What the task asks:
Which lines of the records contain the word "black"? List each of them in full, and treat case as significant.

Extracted material:

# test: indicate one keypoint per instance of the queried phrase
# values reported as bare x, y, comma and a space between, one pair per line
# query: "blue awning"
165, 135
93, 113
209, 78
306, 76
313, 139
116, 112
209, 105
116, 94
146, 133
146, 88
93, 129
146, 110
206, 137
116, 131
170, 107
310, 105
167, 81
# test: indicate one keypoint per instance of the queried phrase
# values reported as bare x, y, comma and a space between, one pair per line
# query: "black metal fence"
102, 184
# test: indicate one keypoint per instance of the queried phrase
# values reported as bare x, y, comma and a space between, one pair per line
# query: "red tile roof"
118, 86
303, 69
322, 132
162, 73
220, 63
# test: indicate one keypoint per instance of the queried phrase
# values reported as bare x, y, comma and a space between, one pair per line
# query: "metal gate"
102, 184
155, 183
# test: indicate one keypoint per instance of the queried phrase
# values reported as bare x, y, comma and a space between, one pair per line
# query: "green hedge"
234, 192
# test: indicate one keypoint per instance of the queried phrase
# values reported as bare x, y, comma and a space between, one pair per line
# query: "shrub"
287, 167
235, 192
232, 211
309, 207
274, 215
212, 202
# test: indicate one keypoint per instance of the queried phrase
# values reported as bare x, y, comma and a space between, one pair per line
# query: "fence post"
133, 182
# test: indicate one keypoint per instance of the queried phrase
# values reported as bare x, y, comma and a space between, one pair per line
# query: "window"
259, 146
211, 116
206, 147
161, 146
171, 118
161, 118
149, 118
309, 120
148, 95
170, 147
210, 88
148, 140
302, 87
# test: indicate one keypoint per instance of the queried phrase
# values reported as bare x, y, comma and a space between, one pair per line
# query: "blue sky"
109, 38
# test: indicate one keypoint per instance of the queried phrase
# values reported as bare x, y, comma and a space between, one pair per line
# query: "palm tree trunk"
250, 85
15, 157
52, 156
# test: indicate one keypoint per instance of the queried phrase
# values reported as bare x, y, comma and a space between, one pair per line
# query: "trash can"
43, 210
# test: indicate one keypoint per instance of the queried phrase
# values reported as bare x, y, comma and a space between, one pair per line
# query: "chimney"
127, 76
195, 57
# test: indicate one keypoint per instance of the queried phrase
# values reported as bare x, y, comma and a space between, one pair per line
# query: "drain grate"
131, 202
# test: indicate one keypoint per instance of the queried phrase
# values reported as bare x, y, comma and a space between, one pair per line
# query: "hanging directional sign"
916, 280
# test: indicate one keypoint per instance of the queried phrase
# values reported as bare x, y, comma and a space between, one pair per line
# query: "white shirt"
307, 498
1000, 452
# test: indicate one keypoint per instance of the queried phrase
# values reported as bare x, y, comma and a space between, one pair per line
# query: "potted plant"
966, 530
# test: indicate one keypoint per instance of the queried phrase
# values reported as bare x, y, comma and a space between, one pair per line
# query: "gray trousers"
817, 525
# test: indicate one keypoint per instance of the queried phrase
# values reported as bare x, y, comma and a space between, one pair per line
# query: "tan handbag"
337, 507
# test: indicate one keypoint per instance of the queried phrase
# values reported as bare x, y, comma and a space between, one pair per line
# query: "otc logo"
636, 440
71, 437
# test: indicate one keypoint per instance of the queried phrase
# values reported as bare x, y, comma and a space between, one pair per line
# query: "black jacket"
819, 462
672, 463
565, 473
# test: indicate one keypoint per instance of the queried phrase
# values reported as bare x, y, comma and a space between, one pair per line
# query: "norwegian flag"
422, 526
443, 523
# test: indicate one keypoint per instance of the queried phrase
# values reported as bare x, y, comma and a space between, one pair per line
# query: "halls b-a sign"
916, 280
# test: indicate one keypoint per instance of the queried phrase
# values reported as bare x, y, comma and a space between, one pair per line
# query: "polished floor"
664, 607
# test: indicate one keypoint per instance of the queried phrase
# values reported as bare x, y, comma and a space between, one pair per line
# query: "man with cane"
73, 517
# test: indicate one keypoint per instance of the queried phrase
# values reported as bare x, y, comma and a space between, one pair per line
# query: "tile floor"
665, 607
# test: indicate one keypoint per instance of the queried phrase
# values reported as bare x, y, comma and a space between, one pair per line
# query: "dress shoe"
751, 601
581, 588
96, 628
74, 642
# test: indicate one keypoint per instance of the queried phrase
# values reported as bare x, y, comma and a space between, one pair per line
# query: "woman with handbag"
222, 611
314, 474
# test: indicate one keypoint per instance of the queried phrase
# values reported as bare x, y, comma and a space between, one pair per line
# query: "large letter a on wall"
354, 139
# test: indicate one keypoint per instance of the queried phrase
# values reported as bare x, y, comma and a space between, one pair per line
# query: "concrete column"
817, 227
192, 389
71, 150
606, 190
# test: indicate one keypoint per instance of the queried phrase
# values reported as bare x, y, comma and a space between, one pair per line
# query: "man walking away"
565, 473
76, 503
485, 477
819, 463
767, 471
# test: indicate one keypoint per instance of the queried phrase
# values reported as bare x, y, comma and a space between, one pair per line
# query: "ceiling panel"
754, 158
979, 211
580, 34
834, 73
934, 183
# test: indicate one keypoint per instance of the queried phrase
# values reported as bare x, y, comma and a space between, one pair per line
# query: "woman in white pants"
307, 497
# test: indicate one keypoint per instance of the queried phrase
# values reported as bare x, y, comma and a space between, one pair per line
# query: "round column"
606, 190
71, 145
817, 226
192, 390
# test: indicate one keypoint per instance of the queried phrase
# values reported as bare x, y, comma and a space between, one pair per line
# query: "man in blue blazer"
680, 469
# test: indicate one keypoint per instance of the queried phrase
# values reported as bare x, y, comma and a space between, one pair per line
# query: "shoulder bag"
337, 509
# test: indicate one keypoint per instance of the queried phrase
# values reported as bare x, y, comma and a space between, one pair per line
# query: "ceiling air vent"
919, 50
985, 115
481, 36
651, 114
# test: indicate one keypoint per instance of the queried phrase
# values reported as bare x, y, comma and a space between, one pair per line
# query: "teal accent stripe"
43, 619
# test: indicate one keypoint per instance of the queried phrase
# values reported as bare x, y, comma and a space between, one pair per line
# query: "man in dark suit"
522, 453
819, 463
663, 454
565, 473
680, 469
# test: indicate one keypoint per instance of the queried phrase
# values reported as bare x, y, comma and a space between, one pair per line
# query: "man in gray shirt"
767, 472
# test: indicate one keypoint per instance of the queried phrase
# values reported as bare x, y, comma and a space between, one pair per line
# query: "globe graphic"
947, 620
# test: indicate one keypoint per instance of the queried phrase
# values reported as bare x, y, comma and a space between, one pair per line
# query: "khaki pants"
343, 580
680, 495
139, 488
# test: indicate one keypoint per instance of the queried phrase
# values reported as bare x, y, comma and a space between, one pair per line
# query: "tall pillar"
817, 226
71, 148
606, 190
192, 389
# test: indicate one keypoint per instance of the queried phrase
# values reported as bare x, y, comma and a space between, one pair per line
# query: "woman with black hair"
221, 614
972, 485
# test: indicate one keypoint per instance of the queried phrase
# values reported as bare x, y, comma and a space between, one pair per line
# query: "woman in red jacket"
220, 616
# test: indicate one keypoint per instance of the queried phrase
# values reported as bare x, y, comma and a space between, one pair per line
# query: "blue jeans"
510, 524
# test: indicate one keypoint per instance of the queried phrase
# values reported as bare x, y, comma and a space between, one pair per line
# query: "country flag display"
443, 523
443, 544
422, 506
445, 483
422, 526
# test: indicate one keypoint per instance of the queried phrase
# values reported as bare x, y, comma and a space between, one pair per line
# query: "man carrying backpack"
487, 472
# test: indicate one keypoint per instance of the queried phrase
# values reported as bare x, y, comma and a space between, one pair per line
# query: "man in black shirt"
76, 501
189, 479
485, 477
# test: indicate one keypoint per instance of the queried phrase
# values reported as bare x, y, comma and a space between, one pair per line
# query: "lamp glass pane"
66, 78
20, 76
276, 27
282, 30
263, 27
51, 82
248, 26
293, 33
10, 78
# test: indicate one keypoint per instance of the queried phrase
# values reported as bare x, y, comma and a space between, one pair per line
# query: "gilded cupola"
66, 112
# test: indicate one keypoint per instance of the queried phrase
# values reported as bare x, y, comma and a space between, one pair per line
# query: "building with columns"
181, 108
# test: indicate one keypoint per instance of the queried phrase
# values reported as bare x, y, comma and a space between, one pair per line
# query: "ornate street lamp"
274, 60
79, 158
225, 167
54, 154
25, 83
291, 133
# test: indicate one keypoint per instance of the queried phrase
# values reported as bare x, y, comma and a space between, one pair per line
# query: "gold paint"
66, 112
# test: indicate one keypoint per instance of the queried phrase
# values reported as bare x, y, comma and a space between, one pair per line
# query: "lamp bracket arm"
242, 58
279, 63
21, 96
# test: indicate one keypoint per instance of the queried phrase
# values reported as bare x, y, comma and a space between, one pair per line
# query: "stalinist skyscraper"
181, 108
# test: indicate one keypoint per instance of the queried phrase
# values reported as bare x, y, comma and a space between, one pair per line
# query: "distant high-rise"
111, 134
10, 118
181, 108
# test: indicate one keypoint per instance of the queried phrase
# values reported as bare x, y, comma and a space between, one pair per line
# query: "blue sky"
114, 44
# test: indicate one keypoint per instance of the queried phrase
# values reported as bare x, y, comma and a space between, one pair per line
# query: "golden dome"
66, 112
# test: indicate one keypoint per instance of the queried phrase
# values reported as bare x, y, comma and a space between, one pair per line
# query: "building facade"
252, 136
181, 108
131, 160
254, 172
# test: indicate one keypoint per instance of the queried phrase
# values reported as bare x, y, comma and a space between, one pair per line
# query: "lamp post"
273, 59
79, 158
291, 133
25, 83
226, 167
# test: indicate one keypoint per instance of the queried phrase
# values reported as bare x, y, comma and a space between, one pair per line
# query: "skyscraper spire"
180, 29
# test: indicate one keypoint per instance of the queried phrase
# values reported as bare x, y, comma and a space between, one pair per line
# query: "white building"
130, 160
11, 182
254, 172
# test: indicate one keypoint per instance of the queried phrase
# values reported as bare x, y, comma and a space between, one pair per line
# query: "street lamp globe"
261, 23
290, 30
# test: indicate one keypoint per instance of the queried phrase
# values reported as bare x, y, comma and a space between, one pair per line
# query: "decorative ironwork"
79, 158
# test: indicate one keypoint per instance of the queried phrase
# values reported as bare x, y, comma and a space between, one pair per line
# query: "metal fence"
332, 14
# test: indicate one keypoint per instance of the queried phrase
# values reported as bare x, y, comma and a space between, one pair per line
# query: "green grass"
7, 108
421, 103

Exercise result:
# query: "black metal fence"
# query: "black jacket"
# query: "woman with black hair"
# query: "man in black shirt"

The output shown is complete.